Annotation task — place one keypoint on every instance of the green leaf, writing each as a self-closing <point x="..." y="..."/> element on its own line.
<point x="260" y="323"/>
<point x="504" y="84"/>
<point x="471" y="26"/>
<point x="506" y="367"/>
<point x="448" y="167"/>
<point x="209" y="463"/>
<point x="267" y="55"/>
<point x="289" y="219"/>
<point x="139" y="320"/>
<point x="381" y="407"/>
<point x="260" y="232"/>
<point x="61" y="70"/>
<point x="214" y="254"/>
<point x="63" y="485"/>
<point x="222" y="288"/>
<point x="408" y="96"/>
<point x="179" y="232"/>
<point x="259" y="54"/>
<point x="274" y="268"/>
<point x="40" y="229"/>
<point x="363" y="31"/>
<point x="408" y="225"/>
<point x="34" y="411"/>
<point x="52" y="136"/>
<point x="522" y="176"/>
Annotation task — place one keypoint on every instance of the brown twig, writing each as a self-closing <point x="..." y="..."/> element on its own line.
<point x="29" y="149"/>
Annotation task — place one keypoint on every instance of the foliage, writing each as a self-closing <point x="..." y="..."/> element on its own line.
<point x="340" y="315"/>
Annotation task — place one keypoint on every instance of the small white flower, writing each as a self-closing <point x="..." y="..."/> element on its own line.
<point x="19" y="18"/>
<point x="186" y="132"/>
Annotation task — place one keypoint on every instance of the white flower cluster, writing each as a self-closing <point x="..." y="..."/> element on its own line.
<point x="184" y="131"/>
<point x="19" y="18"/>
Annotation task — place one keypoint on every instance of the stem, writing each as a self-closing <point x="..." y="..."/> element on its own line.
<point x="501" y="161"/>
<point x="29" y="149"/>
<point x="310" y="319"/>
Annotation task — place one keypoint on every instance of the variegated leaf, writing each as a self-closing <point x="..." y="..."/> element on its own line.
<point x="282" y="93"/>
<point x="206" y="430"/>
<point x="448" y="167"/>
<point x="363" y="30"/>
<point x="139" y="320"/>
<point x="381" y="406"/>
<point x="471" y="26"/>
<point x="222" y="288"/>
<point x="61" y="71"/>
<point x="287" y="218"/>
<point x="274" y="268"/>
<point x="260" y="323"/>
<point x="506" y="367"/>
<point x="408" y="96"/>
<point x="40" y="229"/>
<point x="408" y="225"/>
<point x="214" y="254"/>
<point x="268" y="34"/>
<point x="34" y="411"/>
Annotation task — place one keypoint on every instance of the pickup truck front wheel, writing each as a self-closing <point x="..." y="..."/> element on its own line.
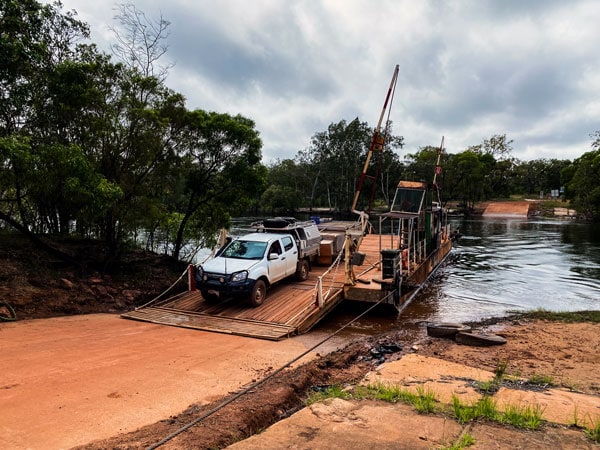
<point x="259" y="293"/>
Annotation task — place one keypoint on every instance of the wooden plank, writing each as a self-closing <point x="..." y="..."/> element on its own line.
<point x="290" y="307"/>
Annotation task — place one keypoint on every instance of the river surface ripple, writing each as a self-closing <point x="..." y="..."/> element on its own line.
<point x="498" y="266"/>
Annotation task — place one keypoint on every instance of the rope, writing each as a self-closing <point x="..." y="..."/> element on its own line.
<point x="259" y="382"/>
<point x="164" y="292"/>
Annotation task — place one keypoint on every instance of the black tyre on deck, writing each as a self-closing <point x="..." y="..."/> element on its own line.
<point x="259" y="293"/>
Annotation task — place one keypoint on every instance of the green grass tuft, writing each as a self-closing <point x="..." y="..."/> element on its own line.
<point x="593" y="432"/>
<point x="528" y="417"/>
<point x="466" y="440"/>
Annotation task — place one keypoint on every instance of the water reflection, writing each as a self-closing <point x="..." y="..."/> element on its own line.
<point x="498" y="266"/>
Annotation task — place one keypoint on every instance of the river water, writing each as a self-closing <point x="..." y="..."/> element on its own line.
<point x="498" y="266"/>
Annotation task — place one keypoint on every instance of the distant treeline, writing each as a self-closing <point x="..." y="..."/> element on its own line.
<point x="98" y="146"/>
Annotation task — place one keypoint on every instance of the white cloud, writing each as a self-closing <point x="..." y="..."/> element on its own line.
<point x="468" y="70"/>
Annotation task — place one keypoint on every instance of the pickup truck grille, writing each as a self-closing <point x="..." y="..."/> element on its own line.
<point x="217" y="277"/>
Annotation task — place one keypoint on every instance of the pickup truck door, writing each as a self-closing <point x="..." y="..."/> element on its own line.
<point x="278" y="266"/>
<point x="290" y="252"/>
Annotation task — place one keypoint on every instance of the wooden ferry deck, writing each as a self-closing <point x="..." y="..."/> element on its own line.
<point x="291" y="307"/>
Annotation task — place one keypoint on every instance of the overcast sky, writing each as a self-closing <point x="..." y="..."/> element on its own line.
<point x="469" y="69"/>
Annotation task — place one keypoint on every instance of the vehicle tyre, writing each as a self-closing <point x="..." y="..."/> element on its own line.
<point x="302" y="271"/>
<point x="446" y="330"/>
<point x="479" y="339"/>
<point x="7" y="313"/>
<point x="259" y="293"/>
<point x="208" y="297"/>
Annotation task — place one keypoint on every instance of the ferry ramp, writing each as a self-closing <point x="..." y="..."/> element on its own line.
<point x="291" y="307"/>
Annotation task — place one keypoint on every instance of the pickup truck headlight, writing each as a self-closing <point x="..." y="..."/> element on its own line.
<point x="239" y="276"/>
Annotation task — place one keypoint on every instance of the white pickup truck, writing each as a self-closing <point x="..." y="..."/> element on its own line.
<point x="250" y="264"/>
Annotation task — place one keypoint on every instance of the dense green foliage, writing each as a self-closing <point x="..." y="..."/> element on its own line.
<point x="103" y="149"/>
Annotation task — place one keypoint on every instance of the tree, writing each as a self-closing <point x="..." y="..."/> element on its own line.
<point x="584" y="183"/>
<point x="221" y="166"/>
<point x="141" y="41"/>
<point x="335" y="159"/>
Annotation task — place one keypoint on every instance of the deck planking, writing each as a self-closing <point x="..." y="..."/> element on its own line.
<point x="290" y="307"/>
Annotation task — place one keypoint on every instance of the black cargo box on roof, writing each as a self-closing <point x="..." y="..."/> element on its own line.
<point x="278" y="222"/>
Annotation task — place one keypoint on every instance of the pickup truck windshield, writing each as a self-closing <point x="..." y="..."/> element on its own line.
<point x="245" y="250"/>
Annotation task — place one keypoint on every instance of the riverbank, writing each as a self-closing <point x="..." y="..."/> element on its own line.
<point x="142" y="367"/>
<point x="553" y="360"/>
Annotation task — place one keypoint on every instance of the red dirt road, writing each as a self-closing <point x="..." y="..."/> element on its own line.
<point x="70" y="380"/>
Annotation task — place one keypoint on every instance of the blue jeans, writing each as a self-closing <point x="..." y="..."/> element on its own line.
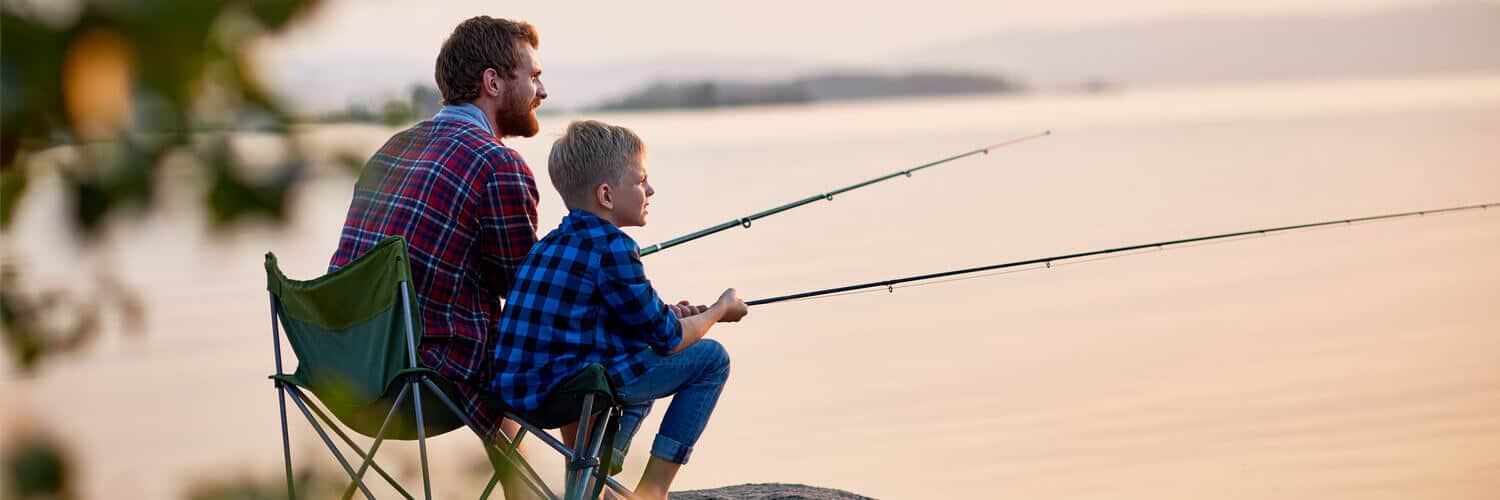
<point x="693" y="377"/>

□ □ □

Task directions » Word for word, restate each line above, minus its pictures.

Result »
Annotation task — place one keypoint on every instance of the green leaf, writing each as a self-closing <point x="..." y="..."/> element on its own line.
<point x="260" y="323"/>
<point x="504" y="84"/>
<point x="471" y="26"/>
<point x="506" y="367"/>
<point x="448" y="167"/>
<point x="209" y="463"/>
<point x="267" y="55"/>
<point x="289" y="219"/>
<point x="139" y="320"/>
<point x="381" y="407"/>
<point x="260" y="232"/>
<point x="61" y="70"/>
<point x="214" y="254"/>
<point x="63" y="485"/>
<point x="222" y="288"/>
<point x="408" y="96"/>
<point x="179" y="232"/>
<point x="259" y="54"/>
<point x="274" y="268"/>
<point x="40" y="229"/>
<point x="363" y="31"/>
<point x="408" y="225"/>
<point x="34" y="411"/>
<point x="52" y="136"/>
<point x="522" y="176"/>
Annotation task — place one keypoint on every instance of the brown twig, writing each as a self-closing <point x="..." y="..."/> element on its own line.
<point x="29" y="149"/>
Annotation task — place one keypoint on every instance of the foliage, writing each as a self-closing <point x="..." y="..."/> element on its own line.
<point x="340" y="315"/>
Annotation task — place one keypoint on every instance of the small white flower, writing each as a self-closing <point x="..." y="..."/> element on its own line.
<point x="19" y="18"/>
<point x="186" y="132"/>
Annotation task — place one keypoint on every instance of the white flower cluster, writing each as a self-closing <point x="..." y="..."/> element on its own line.
<point x="184" y="131"/>
<point x="19" y="18"/>
Annotation task — place one keypoint on every instance of the stem, writing each as a self-closing <point x="..." y="..."/> element on its own line.
<point x="501" y="161"/>
<point x="29" y="149"/>
<point x="310" y="319"/>
Annotation task — place one keypoint on every instance of the variegated leaf, writing each as a self-closing <point x="..." y="..."/> element on its own line.
<point x="282" y="93"/>
<point x="206" y="430"/>
<point x="448" y="167"/>
<point x="363" y="30"/>
<point x="139" y="320"/>
<point x="381" y="406"/>
<point x="471" y="26"/>
<point x="222" y="288"/>
<point x="61" y="71"/>
<point x="287" y="218"/>
<point x="274" y="268"/>
<point x="260" y="323"/>
<point x="506" y="367"/>
<point x="408" y="96"/>
<point x="40" y="229"/>
<point x="408" y="225"/>
<point x="214" y="254"/>
<point x="268" y="34"/>
<point x="34" y="411"/>
Annotation task — place one keypoint on every instance of the pickup truck front wheel, writing each as a self-closing <point x="..." y="..."/> element on its own line.
<point x="259" y="293"/>
Annotation task — place one keypoint on every instance of the wooden plank, writing each as a self-closing <point x="..." y="..."/> element on its own line.
<point x="290" y="307"/>
Annotation task — place one keypoint on every instance of the river surface ripple, writing each as a self-closing <point x="..." y="..."/> element on its own line.
<point x="498" y="266"/>
Annotation task — place one keypoint on every instance of the rope, writing each as a self-closing <point x="..." y="..."/> element on its own line.
<point x="259" y="382"/>
<point x="164" y="292"/>
Annotation task — place one keypoint on every instance of the black tyre on deck, writing each as a self-closing <point x="..." y="..."/> element on its own line.
<point x="259" y="293"/>
Annotation task — place one keypoint on every instance of the green grass tuft, writing each as a self-closing <point x="..." y="..."/> element on its own line.
<point x="593" y="432"/>
<point x="528" y="417"/>
<point x="466" y="440"/>
Annotation task — place one keypoint on every instance of the water reflection, writing each as a self-closing <point x="..." y="..."/> element on its own line.
<point x="498" y="266"/>
Annotation task — place one keypoint on every instance of the river water, writing each as a self-closing <point x="..." y="..."/> element on its own line.
<point x="498" y="266"/>
Annotation task — place one keypoint on every instance of the distant treeline, writing each as a self-closing <point x="..." y="..."/> element on its own line.
<point x="98" y="146"/>
Annotation task — place one keypoint on every instance of the white cloud, writing each as a self-closing <point x="..." y="..."/> element on its own line.
<point x="468" y="70"/>
Annotation task — place one keypoint on every instance of the pickup truck grille, writing each as a self-closing <point x="..." y="..."/> element on its own line.
<point x="217" y="277"/>
Annotation task — place one keypoint on every instance of the pickup truck door, writing each as a self-closing <point x="..." y="..."/> element on its own line.
<point x="278" y="266"/>
<point x="290" y="252"/>
Annotation task — place one keypoint on every instance of the wooden ferry deck, writing each as a self-closing <point x="..." y="..."/> element on its own line.
<point x="291" y="307"/>
Annotation task — place one keypoint on every instance of the overcast sky, writing each as a self-closing <point x="..." y="..."/> element on its own line.
<point x="469" y="69"/>
Annotation task — place one keypoint on every instance of the vehicle tyre, writing each as a self-closing <point x="..." y="..."/> element on its own line.
<point x="302" y="271"/>
<point x="446" y="330"/>
<point x="479" y="339"/>
<point x="7" y="313"/>
<point x="259" y="293"/>
<point x="208" y="297"/>
Annotation task — place one keypoint on every instance of the ferry ramp, writing each as a self-closing <point x="..." y="..."/> element on its own line.
<point x="291" y="307"/>
Annotation task — place one keypoint on every instance of the pickup truck headlight, writing each as a self-closing <point x="..." y="..."/> element on its own line.
<point x="239" y="276"/>
Annotation task — place one keypoint on every instance of the white pickup truck, writing each as a self-closing <point x="..." y="..."/> element on its own line.
<point x="250" y="264"/>
Annotation task — place one keypoint on every instance of the dense green foliage, writing each as a self-closing <point x="..." y="..."/> element on its own line.
<point x="103" y="149"/>
Annotation task — place one keypoint on every instance of the tree, writing each as a self-closing <point x="..." y="..."/> element on its own line.
<point x="584" y="183"/>
<point x="221" y="166"/>
<point x="141" y="41"/>
<point x="335" y="159"/>
Annotation task — place one keypoint on every instance of the deck planking, writing each as a self-closing <point x="..." y="..."/> element on its own line.
<point x="290" y="307"/>
Annotation task — place one keypoint on every instance of the black cargo box on roof, writing each as a self-closing <point x="..." y="..."/> element on its own line.
<point x="278" y="222"/>
Annotation task — place one keypoint on every instance of the pickup truck windshield, writing each as a self-closing <point x="..." y="..."/> element on its own line.
<point x="245" y="250"/>
Annotation task — place one keypoint on every instance of the riverbank, writing each as a self-closing <point x="..." y="..."/> element on its own line.
<point x="142" y="367"/>
<point x="553" y="360"/>
Annotation task — place one keypoint on every instance of the red dirt road, writing each as a self-closing <point x="..." y="..."/> element on its own line.
<point x="70" y="380"/>
Annotation task — place one keypoint on every instance of the blue jeans, writing each as a self-closing <point x="..." y="..."/> element on its own line.
<point x="693" y="377"/>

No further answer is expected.